• **Task instructions**:
In the entries below, how many lines contain the string "road"? State the number and nothing else.

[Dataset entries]
....

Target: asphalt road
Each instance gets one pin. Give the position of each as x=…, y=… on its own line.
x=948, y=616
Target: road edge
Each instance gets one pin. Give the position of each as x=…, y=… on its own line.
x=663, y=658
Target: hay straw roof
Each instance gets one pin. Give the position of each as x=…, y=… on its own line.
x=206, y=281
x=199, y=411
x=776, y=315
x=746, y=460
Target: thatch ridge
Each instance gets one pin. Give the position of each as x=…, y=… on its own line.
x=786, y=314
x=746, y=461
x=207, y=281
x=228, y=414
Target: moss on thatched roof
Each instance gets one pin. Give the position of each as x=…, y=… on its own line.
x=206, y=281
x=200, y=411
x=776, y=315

....

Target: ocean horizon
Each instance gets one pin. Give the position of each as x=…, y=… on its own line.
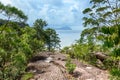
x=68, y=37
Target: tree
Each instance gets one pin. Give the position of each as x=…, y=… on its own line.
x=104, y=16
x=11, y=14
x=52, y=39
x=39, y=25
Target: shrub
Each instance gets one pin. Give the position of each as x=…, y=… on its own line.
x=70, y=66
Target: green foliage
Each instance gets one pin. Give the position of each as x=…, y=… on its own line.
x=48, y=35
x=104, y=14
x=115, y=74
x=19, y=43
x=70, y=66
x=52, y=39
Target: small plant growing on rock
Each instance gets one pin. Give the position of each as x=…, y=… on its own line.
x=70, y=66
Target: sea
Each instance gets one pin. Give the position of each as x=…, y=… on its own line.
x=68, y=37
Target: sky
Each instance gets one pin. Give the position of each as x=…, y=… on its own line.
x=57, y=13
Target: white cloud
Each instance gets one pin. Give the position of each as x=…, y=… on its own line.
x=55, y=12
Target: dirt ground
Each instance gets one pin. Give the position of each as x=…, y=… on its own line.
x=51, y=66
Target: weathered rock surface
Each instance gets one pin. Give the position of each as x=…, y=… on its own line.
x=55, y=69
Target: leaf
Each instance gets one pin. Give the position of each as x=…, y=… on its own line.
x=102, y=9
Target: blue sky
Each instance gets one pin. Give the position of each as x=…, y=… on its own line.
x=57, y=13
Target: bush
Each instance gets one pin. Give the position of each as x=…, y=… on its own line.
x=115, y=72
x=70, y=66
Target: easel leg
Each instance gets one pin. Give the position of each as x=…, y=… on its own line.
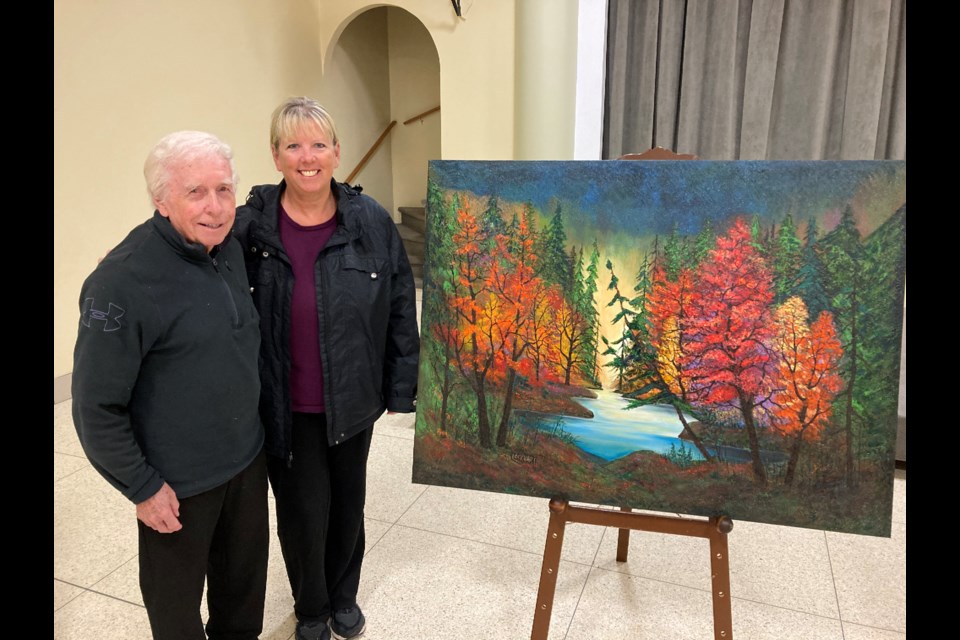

....

• **Solution to this problem**:
2